** start Provided data **

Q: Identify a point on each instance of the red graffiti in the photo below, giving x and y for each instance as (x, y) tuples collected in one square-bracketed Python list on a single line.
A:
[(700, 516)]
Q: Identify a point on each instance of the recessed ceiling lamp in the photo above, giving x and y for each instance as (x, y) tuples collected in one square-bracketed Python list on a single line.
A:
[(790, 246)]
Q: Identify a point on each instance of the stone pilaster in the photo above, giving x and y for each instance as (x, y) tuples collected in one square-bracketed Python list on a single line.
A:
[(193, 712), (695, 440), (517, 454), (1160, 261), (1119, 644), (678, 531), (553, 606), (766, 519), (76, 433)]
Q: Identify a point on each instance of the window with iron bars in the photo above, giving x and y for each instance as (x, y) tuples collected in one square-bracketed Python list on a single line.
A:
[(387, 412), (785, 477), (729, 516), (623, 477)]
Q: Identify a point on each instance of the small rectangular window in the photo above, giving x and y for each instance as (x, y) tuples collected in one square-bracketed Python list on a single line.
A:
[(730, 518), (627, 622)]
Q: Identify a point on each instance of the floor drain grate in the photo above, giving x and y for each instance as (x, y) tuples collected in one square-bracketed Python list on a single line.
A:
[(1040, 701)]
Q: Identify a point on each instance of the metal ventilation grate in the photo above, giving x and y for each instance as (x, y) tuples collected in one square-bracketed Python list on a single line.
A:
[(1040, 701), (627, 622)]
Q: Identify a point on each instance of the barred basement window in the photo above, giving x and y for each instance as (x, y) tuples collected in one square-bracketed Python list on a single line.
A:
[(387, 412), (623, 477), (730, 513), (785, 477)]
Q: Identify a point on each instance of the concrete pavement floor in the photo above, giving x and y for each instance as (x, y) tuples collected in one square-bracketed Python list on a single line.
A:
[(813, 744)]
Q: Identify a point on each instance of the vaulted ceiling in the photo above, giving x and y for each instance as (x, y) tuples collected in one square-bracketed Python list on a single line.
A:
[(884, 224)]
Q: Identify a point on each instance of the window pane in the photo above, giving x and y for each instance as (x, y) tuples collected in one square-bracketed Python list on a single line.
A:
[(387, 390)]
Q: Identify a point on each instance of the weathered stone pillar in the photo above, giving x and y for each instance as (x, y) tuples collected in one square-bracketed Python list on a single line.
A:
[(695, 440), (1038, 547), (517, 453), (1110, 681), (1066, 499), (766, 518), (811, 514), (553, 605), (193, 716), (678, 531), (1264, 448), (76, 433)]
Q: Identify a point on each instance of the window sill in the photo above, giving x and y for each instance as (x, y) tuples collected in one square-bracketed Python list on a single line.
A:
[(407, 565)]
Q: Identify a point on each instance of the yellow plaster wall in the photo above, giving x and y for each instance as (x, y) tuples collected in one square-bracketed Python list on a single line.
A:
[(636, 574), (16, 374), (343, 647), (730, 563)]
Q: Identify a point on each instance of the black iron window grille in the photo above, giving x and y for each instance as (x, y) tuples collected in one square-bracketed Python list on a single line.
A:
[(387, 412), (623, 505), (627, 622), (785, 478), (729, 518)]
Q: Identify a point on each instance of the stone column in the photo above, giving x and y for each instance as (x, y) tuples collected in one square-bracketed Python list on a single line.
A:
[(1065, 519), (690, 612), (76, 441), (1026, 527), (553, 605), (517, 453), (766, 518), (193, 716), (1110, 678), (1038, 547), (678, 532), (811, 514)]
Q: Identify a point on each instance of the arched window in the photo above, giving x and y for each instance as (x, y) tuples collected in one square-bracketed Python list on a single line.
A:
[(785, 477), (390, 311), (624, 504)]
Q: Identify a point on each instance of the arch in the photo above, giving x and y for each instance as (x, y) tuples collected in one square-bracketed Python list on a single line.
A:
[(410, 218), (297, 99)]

** end Provided data **

Short problem
Please copy out, word for word, the part of the records that opens with their first line and closes with the line containing "[(700, 516)]", including both ends.

Final answer
Q: Identify a point on each instance of the red graffiti in the photo below, giving x and y for each instance as (x, y) tuples collected in one square-bracketed Python list on a single line.
A:
[(700, 516)]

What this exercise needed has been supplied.